-- BEGIN DATA IN THIS EXERCISE --

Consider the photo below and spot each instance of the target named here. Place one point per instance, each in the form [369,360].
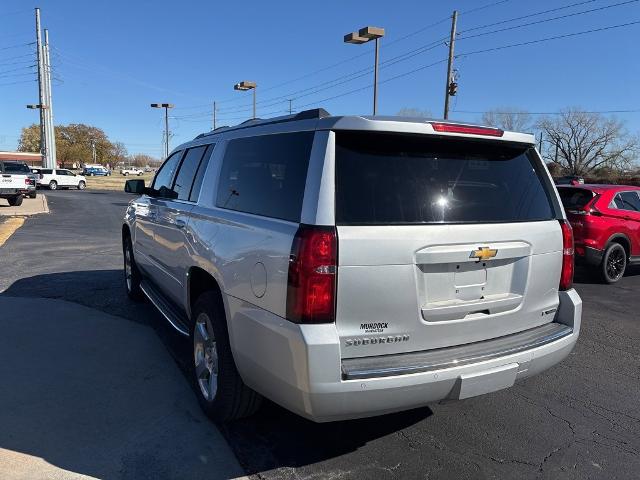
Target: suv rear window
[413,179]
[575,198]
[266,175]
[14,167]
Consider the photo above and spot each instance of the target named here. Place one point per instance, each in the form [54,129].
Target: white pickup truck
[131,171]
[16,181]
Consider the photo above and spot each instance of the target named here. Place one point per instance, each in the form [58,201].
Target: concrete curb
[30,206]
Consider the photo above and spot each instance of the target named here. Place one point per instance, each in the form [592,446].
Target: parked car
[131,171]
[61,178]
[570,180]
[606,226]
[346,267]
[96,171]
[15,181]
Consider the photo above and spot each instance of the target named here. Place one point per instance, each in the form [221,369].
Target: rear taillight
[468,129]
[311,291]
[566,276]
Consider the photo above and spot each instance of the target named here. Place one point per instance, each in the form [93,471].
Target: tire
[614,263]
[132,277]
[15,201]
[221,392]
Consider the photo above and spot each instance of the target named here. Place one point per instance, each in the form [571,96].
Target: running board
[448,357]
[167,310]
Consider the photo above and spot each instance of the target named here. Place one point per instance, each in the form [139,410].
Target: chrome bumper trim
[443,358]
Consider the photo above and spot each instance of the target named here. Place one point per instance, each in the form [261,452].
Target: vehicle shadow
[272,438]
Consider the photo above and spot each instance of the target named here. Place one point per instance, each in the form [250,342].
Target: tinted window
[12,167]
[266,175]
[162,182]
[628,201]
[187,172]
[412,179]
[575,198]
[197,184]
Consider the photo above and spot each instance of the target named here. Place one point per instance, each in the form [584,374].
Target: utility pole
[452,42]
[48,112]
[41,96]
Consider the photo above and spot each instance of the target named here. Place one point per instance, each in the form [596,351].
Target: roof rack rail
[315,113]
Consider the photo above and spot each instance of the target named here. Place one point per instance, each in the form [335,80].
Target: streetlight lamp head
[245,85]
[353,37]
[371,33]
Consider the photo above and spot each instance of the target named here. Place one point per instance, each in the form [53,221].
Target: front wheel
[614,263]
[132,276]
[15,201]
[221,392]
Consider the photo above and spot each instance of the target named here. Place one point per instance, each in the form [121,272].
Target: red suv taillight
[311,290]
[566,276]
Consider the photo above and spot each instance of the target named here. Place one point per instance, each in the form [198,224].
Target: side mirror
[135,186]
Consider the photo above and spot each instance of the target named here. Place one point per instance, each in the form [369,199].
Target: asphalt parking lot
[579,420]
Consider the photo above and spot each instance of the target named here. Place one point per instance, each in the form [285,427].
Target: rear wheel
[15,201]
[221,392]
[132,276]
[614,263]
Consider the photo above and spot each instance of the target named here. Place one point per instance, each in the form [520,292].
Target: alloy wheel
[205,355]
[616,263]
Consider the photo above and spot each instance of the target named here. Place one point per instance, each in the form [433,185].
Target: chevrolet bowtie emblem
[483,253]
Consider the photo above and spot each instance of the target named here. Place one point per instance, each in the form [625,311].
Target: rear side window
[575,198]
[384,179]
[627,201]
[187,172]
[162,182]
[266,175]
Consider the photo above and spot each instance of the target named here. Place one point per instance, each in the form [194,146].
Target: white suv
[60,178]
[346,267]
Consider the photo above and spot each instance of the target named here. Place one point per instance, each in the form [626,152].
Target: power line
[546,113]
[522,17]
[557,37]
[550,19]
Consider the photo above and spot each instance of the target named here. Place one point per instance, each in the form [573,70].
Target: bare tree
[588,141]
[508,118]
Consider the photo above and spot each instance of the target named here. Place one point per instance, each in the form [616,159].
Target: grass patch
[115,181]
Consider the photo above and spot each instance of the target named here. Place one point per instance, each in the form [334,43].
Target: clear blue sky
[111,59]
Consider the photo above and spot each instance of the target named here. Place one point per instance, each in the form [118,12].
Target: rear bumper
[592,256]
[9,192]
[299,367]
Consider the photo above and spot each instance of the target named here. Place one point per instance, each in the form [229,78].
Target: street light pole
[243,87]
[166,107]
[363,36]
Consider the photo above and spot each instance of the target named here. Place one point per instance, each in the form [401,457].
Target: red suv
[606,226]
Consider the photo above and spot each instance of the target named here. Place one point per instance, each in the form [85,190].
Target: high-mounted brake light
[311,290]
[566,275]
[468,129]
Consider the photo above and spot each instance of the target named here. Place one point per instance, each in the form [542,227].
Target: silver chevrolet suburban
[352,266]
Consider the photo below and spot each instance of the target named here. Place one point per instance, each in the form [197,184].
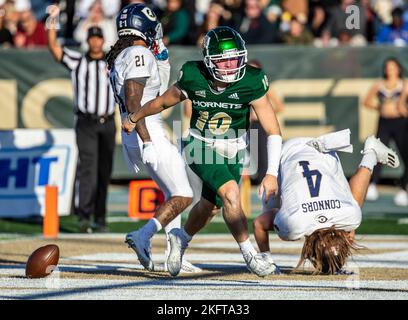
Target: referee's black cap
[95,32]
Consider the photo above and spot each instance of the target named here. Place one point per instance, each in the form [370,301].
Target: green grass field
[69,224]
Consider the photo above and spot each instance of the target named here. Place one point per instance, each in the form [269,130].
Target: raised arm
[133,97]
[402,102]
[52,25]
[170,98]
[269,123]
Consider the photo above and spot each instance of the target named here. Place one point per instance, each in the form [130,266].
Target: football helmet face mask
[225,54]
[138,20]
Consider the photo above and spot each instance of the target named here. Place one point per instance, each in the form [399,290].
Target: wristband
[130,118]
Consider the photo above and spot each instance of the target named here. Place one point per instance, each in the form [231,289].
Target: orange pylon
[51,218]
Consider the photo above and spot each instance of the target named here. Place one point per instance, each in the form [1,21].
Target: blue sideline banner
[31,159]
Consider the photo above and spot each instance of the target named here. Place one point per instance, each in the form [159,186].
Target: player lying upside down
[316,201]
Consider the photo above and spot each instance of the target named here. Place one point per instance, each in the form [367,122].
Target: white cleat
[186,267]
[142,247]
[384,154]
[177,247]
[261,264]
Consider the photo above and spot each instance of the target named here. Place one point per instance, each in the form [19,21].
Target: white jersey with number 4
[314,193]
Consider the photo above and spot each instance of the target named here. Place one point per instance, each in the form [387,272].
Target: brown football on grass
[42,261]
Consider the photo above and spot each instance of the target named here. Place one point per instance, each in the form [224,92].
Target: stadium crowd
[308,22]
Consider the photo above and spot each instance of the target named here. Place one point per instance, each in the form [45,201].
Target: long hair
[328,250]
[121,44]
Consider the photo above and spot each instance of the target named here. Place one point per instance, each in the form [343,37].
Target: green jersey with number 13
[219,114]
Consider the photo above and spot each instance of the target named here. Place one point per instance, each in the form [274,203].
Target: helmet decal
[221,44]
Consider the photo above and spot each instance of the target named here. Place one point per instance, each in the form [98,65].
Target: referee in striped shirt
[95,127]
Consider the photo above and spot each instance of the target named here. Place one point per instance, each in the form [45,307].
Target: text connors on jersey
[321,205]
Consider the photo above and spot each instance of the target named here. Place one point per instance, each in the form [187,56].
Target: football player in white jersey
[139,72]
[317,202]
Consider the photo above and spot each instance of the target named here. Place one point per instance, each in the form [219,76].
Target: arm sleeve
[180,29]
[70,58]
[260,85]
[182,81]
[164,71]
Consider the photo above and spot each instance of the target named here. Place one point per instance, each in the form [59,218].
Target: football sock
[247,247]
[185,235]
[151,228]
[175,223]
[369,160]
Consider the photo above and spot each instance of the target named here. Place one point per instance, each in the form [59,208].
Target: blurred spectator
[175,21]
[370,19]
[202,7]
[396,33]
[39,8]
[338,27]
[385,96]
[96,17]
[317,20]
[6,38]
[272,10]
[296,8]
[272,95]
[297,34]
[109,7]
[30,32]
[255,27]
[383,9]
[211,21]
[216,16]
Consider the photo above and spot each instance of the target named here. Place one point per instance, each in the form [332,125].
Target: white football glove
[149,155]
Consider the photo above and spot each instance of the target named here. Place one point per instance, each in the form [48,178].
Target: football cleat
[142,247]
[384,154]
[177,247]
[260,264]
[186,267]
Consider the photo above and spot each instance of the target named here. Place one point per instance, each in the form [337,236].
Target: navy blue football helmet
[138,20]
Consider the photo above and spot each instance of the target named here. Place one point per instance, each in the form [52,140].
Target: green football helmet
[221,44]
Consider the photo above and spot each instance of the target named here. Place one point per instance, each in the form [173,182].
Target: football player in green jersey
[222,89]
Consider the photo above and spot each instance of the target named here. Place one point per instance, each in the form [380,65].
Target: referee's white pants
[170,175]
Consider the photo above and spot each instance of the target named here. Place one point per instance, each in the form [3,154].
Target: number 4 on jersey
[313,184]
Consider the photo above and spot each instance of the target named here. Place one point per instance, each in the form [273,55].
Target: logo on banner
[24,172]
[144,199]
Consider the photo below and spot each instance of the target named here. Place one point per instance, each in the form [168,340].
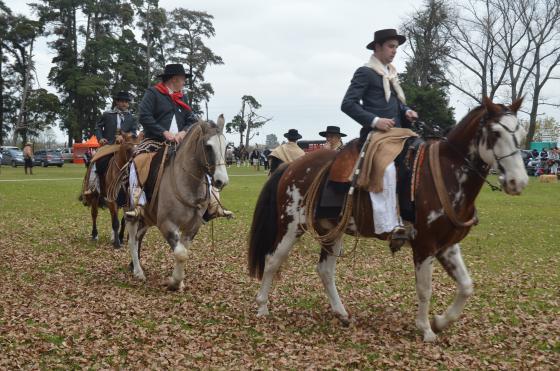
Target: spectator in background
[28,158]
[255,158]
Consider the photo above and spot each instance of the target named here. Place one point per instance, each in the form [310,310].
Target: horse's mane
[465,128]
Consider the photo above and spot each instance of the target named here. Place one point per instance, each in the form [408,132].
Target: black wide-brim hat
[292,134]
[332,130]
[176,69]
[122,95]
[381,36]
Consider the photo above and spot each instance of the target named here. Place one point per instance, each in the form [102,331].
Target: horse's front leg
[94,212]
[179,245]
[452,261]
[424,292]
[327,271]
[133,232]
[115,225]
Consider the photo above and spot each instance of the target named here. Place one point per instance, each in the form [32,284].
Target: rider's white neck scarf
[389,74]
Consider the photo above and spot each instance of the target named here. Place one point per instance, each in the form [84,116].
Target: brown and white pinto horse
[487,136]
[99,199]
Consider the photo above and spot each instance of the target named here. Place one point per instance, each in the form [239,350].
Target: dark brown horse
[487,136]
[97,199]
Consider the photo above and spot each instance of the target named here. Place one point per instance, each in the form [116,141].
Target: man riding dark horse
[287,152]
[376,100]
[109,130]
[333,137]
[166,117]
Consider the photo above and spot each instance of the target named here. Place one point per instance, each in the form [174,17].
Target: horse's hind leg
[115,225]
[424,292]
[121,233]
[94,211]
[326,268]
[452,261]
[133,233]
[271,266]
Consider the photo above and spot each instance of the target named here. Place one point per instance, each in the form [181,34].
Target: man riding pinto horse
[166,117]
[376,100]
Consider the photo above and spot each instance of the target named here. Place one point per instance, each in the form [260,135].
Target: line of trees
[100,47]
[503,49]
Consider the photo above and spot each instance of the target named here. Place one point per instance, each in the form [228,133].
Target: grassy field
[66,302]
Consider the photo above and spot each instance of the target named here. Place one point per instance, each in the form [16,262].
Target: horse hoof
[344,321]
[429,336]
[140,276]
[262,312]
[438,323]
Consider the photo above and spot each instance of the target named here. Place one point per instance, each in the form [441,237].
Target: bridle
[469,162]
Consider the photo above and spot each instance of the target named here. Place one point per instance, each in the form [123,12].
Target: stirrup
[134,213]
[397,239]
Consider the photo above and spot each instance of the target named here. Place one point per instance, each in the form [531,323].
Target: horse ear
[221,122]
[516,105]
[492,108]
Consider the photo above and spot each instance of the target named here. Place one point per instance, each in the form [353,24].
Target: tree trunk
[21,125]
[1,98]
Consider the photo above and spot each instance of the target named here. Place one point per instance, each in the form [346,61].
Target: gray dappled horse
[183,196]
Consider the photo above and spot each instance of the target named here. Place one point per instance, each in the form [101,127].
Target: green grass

-- END DATA IN THIS EXERCISE --
-- BEGIN DATA IN THIS EXERCISE --

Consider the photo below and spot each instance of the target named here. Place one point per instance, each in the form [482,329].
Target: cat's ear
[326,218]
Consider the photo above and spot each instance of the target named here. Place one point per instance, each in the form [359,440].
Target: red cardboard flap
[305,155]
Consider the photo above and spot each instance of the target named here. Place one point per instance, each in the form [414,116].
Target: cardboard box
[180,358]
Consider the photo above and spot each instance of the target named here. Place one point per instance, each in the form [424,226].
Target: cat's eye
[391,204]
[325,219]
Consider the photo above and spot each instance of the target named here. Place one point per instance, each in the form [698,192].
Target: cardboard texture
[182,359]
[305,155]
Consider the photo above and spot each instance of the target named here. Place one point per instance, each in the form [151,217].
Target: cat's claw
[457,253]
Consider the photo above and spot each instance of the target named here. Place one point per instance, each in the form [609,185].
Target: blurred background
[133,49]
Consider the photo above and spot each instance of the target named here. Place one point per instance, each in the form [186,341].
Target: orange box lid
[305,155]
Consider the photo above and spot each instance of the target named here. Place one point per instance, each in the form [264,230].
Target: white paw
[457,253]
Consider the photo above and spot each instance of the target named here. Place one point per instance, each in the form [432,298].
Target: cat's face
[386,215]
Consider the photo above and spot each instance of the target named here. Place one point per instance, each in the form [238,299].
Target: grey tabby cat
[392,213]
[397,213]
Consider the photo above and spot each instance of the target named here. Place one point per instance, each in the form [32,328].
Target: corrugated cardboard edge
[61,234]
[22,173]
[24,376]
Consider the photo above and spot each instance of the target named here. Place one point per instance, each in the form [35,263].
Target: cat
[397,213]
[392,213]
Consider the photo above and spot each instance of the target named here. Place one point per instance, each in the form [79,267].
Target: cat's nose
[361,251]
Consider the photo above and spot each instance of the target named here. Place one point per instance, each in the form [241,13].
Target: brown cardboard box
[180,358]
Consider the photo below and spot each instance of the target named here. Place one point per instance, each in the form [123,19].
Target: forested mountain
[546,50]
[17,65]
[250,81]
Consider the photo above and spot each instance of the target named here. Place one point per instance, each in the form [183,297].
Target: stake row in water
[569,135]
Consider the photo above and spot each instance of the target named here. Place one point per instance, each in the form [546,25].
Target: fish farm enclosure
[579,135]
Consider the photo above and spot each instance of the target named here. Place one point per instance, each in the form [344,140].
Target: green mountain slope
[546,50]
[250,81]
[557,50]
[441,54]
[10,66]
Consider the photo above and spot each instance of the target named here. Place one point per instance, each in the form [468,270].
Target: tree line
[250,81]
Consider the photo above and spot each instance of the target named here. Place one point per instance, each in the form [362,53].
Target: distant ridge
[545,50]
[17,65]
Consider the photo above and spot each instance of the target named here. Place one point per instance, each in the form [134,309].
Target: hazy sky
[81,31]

-- END DATA IN THIS EXERCISE --
-- BEGIN DATA IN THIS EXERCISE --

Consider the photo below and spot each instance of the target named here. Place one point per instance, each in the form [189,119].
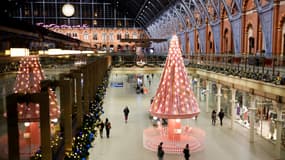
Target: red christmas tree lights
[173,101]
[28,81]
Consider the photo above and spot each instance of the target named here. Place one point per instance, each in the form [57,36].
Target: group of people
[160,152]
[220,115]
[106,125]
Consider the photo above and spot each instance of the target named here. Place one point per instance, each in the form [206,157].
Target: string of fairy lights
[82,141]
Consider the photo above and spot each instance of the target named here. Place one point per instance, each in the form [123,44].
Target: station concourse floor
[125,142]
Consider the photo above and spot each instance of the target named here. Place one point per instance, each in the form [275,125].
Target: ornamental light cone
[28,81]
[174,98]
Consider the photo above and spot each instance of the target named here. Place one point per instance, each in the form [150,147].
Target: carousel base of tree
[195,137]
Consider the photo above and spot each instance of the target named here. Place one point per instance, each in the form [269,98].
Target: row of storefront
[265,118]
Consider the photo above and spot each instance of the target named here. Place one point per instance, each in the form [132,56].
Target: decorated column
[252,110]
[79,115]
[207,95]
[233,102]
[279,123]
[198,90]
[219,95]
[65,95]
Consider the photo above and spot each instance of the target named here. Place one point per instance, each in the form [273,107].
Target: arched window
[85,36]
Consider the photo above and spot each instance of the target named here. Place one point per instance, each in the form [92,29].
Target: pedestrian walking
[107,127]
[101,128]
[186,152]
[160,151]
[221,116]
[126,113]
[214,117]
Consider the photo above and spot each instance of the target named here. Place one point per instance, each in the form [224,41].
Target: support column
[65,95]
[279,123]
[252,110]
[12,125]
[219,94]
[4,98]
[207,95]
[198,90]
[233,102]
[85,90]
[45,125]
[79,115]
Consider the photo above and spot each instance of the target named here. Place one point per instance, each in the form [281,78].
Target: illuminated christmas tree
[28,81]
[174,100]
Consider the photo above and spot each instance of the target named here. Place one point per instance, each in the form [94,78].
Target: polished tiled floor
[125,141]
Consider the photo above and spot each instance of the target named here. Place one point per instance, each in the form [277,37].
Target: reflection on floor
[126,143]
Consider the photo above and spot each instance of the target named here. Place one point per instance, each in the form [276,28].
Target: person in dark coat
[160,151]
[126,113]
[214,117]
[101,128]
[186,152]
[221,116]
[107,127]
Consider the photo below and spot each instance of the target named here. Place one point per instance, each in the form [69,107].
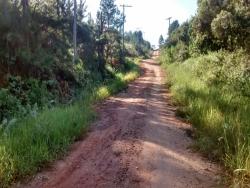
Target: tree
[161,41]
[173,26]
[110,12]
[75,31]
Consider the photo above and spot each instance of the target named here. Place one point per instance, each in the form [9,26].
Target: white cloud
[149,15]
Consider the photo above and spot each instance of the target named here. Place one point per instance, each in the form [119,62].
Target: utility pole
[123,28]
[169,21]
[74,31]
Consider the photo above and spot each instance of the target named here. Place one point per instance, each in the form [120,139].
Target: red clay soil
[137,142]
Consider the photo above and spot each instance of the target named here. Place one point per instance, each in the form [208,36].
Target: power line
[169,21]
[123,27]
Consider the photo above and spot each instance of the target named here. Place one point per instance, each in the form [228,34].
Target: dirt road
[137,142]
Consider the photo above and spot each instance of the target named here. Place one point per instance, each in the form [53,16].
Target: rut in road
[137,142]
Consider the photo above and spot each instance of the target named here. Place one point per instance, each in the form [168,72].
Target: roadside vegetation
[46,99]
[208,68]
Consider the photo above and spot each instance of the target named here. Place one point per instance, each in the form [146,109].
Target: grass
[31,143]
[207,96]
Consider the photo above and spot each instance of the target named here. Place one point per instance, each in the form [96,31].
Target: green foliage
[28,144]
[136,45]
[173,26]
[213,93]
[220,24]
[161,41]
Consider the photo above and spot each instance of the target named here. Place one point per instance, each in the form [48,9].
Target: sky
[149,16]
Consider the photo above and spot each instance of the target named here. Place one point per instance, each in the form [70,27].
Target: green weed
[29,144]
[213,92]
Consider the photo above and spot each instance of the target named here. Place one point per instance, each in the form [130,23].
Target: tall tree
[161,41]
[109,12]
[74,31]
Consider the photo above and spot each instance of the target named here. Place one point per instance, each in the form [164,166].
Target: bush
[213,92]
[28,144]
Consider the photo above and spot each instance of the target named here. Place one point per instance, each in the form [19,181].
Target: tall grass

-- END DATA IN THIS EXERCISE --

■ **WRITTEN TASK**: Find every line in the listing above that contains the string "green", and copy each one in full. Case counts.

■ **TASK RESPONSE**:
Target: green grass field
Target: green jersey with number 13
Target: green football helmet
Target: football player in green jersey
Target: green grass
Target: green mountain slope
Target: green foliage
Target: green weed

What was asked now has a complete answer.